Text:
******
As we know from his life, Fr Kronid not only endured this onslaught of what today we might call major depression, but left this life with the crown of martyrdom. May his holy example of patience and longsuffering serve to encourage and strengthen us all!

Holy Hieromartyr Kronid, pray to God for us!

6 comments:

Athanasia said...

Christ is Risen!!

Father bless!

How grateful I am to read these two posts on depression and despair, for they are in my life off and on. Words of great comfort and strengthening to know that even the Saints suffered in this way and with God's help, overcame.

Felix Culpa said...

Truly He is Risen!

Thank you for your kind comments.

A couple of thoughts occurred to me while reading these accounts:

1. Both saints kept praying throughout their years of doubt and despair; they kept, so to speak, going through their daily routine. However difficult the onslaught of temptation and despair,they kept attending church and kept praying.

This reminds me a bit of a story I recently read about an Anglican clergyman who went to the Archbishop of Canterbury, confessing to him that he no longer believed. The latter replied: "Don't worry about it. Keep performing the sacraments, and your faith will come back to you." At first this struck me as a bit irreverent -- as if faith in God were somehow a secondary issue -- but the more I've thought about it, the more sense it has begun to make. If we live and act as if we have faith in God, that faith will in due time return. If we live and act as if we were healthy and mentally sound then, God willing, our health and sanity will return. The worst thing to do in either case is to give up and hide from our responsibilities before God, our neighbors, and ourselves.

2. What was it that finally "cured" Fr Kronid? Not the reproach of the first Elder he approached, but the compassion and Christian love of Fr Micah, who assured him that he was not alone. This expression of genuine compassion and love was itself the true miracle that helped Fr Kronid to get through his crisis. It is this that those who suffer from depression need, and this which we should offer to those who seek our help. Abuse and reproach get one nowhere.

Christmas Monastery said...

Going through the motions of your prayer and work yes can keep you in readiness for the fresh winds of the spirit to revive the soul in these periods of dryness and worse of despair.
******
Problem set:
[1] Answer these questions from the Fr Kronid text:
(a) With what crown did Fr Kronid leave this life?
(b) What did the Archbishop of Canterbury tell the clergyman who confessed that he no longer believed?
(c) Whose compassion, according to Felix Culpa, helped Fr Kronid get through his crisis?
[2] Extend the Fr Kronid text from where it stops.
The records have no connection to the Fr Kronid text.

Recorded data:
******
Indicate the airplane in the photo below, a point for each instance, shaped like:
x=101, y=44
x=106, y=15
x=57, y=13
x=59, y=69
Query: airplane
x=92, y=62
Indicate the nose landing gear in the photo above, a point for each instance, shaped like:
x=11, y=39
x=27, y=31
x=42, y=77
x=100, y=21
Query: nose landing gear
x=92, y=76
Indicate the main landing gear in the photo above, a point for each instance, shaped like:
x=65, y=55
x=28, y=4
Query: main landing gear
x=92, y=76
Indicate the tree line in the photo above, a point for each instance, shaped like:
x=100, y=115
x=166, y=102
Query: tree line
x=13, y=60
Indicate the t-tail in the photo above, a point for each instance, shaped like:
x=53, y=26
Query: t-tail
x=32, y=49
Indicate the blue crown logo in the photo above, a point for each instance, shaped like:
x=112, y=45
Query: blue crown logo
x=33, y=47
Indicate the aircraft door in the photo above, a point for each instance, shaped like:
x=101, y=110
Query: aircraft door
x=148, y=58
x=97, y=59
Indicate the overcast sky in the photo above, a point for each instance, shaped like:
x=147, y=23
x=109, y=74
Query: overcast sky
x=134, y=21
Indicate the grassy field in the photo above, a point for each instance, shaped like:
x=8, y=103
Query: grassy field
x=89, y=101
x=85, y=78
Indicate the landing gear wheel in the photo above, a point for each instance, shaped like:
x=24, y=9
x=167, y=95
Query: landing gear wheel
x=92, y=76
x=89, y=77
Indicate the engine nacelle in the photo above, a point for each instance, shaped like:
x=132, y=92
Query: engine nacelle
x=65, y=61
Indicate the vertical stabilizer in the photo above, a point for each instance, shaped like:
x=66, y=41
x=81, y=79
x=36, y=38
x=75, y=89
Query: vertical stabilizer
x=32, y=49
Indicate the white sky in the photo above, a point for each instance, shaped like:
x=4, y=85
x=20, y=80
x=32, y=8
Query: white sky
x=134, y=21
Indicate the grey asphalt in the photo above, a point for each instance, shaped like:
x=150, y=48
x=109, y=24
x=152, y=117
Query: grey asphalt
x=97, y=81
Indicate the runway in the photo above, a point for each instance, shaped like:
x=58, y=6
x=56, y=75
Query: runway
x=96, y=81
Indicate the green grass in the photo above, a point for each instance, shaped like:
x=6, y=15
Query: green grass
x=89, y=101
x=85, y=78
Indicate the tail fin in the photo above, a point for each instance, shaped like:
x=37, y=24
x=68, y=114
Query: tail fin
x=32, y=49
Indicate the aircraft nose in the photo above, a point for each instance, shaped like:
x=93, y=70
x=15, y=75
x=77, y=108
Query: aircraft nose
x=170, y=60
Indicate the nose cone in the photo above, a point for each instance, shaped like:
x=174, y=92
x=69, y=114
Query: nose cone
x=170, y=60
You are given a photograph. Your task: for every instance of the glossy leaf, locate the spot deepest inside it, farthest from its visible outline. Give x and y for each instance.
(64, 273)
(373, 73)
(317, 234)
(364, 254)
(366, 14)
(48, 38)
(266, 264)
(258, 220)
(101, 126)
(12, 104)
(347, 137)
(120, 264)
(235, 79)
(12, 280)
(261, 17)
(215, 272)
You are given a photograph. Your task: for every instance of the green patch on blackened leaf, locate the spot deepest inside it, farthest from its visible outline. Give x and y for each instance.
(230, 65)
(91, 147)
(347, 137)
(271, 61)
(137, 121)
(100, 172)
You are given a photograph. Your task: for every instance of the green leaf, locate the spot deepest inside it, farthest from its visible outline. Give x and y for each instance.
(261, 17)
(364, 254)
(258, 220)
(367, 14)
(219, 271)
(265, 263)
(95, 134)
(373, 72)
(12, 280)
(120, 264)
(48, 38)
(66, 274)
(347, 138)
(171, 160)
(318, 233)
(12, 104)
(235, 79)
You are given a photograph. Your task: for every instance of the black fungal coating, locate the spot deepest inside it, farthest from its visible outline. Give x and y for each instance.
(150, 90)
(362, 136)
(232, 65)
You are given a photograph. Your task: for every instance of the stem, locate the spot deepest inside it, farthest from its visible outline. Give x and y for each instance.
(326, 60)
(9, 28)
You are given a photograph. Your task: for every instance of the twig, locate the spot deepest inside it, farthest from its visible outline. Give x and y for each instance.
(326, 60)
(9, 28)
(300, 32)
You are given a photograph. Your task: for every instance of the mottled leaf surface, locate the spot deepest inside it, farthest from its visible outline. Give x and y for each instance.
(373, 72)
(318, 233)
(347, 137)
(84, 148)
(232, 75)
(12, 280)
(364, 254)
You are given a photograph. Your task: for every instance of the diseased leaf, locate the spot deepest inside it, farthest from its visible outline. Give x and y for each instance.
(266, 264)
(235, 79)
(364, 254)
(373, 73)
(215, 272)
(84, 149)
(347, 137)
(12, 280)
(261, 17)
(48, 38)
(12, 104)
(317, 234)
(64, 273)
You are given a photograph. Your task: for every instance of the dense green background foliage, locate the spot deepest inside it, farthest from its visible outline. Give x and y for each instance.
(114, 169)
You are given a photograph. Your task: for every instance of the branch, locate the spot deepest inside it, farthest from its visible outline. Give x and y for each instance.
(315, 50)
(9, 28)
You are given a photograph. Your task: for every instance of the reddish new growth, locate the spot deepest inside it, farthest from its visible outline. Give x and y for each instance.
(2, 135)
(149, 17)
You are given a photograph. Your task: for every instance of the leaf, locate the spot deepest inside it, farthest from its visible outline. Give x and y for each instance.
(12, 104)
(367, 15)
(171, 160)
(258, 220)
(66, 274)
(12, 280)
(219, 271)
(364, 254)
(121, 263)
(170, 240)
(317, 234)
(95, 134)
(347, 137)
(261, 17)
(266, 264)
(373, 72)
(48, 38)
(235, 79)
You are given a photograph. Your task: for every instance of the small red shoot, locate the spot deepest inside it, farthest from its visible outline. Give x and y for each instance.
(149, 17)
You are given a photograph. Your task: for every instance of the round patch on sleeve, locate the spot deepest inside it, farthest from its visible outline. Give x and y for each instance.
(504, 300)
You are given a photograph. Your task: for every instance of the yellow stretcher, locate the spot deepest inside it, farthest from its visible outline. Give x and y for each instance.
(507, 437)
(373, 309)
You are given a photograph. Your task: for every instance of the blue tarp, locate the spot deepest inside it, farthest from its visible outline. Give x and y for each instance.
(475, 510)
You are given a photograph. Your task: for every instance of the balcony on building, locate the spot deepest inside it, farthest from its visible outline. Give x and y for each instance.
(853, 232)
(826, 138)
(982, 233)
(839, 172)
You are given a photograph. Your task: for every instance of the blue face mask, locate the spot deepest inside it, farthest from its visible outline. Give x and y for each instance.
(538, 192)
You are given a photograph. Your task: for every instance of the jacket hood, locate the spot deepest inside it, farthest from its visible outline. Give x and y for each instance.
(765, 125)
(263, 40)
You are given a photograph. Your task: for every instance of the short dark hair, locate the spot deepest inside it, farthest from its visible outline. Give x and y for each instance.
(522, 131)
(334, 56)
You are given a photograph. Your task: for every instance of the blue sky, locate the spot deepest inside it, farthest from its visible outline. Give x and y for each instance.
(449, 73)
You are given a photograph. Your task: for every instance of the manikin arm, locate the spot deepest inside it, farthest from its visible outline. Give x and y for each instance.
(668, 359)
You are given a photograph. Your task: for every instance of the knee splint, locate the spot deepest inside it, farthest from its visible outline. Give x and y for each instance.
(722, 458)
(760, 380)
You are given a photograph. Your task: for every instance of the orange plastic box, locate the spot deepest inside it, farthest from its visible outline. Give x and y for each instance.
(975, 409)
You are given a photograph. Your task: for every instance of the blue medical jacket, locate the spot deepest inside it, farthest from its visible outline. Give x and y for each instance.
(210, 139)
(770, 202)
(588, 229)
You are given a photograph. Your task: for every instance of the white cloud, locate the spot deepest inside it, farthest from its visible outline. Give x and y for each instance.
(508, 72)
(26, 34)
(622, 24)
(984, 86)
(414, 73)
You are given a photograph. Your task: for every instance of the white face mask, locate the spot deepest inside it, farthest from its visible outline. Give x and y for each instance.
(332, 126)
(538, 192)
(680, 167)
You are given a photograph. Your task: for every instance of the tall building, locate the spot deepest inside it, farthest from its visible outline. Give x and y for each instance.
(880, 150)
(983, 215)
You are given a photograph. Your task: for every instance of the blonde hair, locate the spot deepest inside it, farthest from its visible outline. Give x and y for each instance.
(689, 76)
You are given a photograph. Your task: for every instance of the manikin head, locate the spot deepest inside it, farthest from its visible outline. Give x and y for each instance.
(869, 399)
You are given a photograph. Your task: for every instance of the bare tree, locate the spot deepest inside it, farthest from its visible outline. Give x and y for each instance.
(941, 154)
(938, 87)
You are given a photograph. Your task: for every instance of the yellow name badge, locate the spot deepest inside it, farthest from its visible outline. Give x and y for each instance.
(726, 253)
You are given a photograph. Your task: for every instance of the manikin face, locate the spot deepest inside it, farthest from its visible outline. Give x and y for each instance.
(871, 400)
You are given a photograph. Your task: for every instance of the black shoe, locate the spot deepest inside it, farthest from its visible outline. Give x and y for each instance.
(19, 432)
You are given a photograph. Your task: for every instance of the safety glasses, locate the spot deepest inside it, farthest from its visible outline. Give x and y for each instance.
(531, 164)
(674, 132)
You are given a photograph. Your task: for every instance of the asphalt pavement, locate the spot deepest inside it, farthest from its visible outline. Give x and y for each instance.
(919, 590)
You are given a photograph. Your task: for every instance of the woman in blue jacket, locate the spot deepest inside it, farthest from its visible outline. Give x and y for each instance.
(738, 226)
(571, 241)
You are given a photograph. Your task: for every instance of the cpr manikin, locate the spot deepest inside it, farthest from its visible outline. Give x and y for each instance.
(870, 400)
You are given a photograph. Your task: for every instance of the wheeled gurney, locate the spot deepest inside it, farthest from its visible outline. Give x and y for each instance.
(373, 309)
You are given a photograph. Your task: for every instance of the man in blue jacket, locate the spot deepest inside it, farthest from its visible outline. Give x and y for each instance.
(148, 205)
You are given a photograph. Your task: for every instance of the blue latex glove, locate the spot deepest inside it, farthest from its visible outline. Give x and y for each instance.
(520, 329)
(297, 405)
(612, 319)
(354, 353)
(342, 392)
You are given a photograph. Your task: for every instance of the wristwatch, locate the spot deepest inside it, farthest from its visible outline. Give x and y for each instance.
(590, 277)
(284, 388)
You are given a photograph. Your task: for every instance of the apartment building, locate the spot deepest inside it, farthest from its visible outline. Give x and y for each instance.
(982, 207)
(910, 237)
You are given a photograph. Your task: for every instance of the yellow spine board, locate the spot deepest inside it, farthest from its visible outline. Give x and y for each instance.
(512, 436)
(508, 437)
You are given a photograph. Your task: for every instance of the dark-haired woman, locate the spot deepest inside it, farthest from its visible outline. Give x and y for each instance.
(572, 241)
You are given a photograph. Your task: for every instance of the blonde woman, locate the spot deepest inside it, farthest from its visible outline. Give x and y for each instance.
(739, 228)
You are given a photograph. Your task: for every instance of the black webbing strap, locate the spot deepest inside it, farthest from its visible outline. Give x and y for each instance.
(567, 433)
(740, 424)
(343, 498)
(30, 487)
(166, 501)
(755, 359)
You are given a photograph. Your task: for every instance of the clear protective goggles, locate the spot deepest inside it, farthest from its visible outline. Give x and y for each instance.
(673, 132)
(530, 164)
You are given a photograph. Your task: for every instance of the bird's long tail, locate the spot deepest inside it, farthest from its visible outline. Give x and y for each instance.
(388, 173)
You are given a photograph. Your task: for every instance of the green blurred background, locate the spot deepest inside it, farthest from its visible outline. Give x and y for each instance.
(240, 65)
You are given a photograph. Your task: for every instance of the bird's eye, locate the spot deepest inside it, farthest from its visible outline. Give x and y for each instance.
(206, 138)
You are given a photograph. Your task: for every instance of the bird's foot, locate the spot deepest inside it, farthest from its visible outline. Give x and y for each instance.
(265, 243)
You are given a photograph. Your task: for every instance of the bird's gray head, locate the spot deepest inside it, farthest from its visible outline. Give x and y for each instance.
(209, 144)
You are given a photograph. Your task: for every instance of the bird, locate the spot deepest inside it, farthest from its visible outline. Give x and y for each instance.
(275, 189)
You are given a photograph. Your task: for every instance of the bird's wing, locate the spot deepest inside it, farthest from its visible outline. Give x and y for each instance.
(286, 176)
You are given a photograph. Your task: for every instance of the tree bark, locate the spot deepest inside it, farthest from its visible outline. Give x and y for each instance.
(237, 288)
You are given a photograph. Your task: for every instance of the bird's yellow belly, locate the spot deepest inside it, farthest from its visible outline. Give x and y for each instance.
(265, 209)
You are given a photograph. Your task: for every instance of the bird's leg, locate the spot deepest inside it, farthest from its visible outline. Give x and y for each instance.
******
Answer list:
[1]
(a) The crown of martyrdom.
(b) "Don't worry about it. Keep performing the sacraments, and your faith will come back to you."
(c) Fr Micah's.

[2]
Here is where classical music can help. As in the work of Rachmaninov and the works he studied, one can touch the feelings and emotions of real sorrow and pain and not be blown away by the force of the emotion. Like in walking a labyrinth,
there is a way back, not an edge to fall over but a path of return and the message of Resurrection.

It is important for us to demonstrate through the life of the composer Rachmaninov there is real hope. Even when physical and emotional pain were part of the OE sensitivities (See Dabrowski) of Rachmaninov composer and artist (1873-1043) he found expression in both the history of Russia and in his day to day experience of revival and work in America to help those who lost everything through Tolstoy Farm. see also tolstoyfoundation.org. To often Rachmaninov is incorrectly viewed through his sensitivities as a stereotype of Russian depression. Not only is this false for Rachmaninov who instead found hope in Christ and was an over comer, but it should be understood in the modal music of the very dance of the Paschal circle of the coming again full circle around the church. In life these circles of return where we hold on because our center is belief in a good God and Eternal Life. (The minor key should not be interpreted as sadness but a “bright sadness” as Father Alexander Schmemann would discuss Great Lent or hope in coming through struggles and pain and holding out even through ritual and waiting for the return supported by those angelic forces and support of the community of believers praising God.)

Western medicine pushes us to take the view of an either or approach and profits highly when medication can be administered at a higher price than prayer. Here balance is important, for aiding the body to recover and using medicine as needed but not in excess or without additional therapies. The redefining of both the history of Rachmaninov (Rachmaninoff) and Leo Tolstoy are a work in progress for examining the realities of mood and relationships. Some historians in marginalizing the influence of these great people have ignored the depth of these emotions explored through art.

The music itself can brings us back. The Great Spring, the Great Hope the Great Pascha as in Stravinsky "Rite of Spring" combined the return of nature and its renewal to the cycles we pass through sometimes achieving only a rote connection but with the continued hope the freshness and renewal of the spring will bring back hope even to bodies another year older or weathered. In Soviet literature analysis and Western dichotomies, these works of the composers became disembodied from their spiritual roots. I hope through blogs as yours these roots will find new transplantations and renewal to continue the revival as we await the great second coming.

Anonymous said...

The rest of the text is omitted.